WHAT TO DO.
**1.** Please copy the stretch of the heart rate variability passage from "Beyond measuring your" through "take a nosedive?", substituting "coordinated" for "synchronized" wherever it occurs.
**2.** Resume the heart rate variability passage after its last sentence and carry it forward.

So, why does all of this even matter, you may ask! Well, it matters for many different reasons but one of them has to do with heart rate variability and coherence. Most people are familiar with the idea of heart rate – that’s also called your “pulse” and it’s what the doctor is checking when they touch your wrist. Your heart rate is the speed that your heart is beating and is measured in beats per minute. However, our hearts do not beat like metronomes – the time between each heart beat actually varies, and this variation can be measured – it’s called heart rate variability (HRV). It turns out that having a low HRV is actually very bad for your health and has been associated with the development of numerous conditions such as diabetes, cardiovascular disease, inflammation, obesity and psychiatric disorders. Having a Low HRV indicates that you are likely under physical and emotional stress and that your body is not able to cope in a healthy way. A higher HRV indicates that your ability to handles stress is better and that you are more resilient. The really amazing news is that there are many ways that you can increase your HRV, and most of them you’ve probably already heard about such as eating a healthy diet, getting enough sleep, exercising regularly and reducing stress. There are also other ways to increase your HRV that you might not have heard about which involve stimulating your vagus nerve. These include things like left nostril breathing, and certain yoga poses (especially “inversion” poses where your heart is lower than your head).

Beyond measuring your HRV, it’s also possible to look at your HRV “waveform” – if it’s jagged and uneven, this indicates low coherence. If it’s a smooth and harmonious wave, this indicates high coherence. Your heart’s coherence indicates how well the two branches of your autonomic nervous system are synchronized. The more synchronized, the better your coherence. Now, can you guess what things would increase your heart’s coherence and what might make it take a nosedive?

EXTRACTED ENTRIES.
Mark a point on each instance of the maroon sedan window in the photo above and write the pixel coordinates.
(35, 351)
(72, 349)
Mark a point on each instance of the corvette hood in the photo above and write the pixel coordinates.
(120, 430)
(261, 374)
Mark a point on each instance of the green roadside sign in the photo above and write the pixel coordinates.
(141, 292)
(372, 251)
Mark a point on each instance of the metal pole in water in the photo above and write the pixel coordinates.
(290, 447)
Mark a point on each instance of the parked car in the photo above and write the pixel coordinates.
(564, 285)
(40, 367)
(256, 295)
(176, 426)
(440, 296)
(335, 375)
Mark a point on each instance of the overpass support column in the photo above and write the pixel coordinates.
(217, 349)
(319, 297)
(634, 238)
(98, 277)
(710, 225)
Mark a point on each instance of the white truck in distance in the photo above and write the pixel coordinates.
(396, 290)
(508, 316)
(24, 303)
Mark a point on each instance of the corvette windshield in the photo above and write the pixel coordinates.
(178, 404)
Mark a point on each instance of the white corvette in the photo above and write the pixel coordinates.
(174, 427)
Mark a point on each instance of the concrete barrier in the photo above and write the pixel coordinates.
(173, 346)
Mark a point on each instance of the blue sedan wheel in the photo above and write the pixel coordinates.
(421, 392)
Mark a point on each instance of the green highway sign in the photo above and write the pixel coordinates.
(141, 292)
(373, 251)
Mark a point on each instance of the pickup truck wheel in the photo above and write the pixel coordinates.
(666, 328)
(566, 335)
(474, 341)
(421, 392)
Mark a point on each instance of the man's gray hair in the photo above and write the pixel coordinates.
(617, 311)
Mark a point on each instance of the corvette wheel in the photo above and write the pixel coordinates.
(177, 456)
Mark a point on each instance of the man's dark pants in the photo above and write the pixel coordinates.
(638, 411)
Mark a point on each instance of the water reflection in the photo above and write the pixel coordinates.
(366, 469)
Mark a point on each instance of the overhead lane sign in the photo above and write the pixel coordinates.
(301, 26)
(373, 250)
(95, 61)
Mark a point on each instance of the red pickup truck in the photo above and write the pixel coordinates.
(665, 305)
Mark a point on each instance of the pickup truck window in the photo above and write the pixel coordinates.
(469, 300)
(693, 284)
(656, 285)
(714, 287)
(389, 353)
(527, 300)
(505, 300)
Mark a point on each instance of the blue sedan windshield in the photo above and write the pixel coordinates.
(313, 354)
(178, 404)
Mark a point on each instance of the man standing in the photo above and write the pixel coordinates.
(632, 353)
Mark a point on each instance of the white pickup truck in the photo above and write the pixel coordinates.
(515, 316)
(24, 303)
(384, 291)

ANSWERS TO THE EXERCISE.
**1.**
Beyond measuring your HRV, it’s also possible to look at your HRV “waveform” – if it’s jagged and uneven, this indicates low coherence. If it’s a smooth and harmonious wave, this indicates high coherence. Your heart’s coherence indicates how well the two branches of your autonomic nervous system are coordinated. The more coordinated, the better your coherence. Now, can you guess what things would increase your heart’s coherence and what might make it take a nosedive?

**2.**
You guessed it! Positive and uplifting emotions such as appreciation, joy, care, compassion and love create beautifully smooth and harmonious heart rhythm patterns (aka coherence). In contrast, emotional stress, including anger, frustration and anxiety cause our heart rhythm patterns to look more irregular and erratic (aka incoherence). And of course there are many health benefits linked with heart coherence, including increased ability to handles stress, more energy, clear thinking, enhanced immune system function and hormonal balance. Basically, if you want to be happy and healthy, heart coherence is important!

This is all fine and dandy, you might be thinking, but how can I actually use this information? Well, you can start by trying to engage in more of the healthful activities described above. And in addition to that, you can attempt to cultivate compassion, gratitude, and kindness into your life every day. Yes, it’s actually that easy to improve your overall health and well being!

If you are interested in knowing about your HRV and heart coherence, there are tons of nifty gadgets available to use. I have an Oura ring, which keeps track of my HRV and also other information like my sleep and activity. But I also have a Heart Math monitor, which allows me to “train” my “heart brain” live and in color.

Here is a video that I made showing how it works.

So, hopefully you now have a better appreciation of your “heart brain.” Maybe next time you tell someone that you love them with “all of your heart,” you’ll actually know that you mean it! And if you didn’t already have enough reasons to bring more love, compassion and gratitude into your daily life, you can now add mental and physical health to the list!